*WHAT YOU WILL DO*:
Please count the lines in the items below that contain the string "with", matching case exactly, and give only the number.

*RECORDS SHOWN*:
[Start of section]

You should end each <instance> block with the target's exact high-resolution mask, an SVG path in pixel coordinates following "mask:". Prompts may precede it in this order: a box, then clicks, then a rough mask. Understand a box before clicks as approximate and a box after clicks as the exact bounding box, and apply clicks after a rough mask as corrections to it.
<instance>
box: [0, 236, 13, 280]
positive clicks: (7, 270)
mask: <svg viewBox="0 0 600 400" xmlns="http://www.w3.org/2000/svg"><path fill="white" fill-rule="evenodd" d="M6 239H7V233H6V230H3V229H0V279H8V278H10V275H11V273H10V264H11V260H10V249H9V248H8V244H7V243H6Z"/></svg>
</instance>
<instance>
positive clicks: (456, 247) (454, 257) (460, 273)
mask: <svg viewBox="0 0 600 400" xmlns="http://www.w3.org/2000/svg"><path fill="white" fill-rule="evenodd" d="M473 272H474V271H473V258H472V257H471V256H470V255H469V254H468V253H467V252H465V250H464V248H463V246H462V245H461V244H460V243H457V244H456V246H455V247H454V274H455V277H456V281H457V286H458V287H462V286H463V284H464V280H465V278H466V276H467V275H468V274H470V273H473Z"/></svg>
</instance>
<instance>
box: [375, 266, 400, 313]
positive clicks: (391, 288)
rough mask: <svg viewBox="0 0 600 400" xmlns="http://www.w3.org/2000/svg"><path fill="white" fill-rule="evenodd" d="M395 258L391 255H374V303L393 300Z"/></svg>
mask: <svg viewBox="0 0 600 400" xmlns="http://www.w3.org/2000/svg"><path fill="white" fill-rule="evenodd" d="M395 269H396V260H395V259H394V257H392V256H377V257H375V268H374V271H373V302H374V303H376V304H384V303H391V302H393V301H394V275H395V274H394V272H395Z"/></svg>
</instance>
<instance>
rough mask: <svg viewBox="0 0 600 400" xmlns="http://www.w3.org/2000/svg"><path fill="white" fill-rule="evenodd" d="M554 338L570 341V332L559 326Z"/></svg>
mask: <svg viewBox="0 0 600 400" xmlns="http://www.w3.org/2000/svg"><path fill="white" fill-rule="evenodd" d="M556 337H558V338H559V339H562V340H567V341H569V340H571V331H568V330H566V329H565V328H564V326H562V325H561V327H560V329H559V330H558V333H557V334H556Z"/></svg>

[End of section]
[Start of section]

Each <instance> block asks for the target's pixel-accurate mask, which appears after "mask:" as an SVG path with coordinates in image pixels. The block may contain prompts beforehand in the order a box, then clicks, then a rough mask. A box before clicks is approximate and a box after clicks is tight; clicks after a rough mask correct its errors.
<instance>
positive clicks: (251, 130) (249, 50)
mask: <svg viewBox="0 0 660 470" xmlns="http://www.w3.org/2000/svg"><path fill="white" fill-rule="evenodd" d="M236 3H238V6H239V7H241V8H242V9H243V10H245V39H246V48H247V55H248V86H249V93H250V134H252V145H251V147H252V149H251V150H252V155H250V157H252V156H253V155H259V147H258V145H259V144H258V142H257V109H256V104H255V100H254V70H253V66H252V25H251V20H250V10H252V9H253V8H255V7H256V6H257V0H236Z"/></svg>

[End of section]

*ANSWER*:
2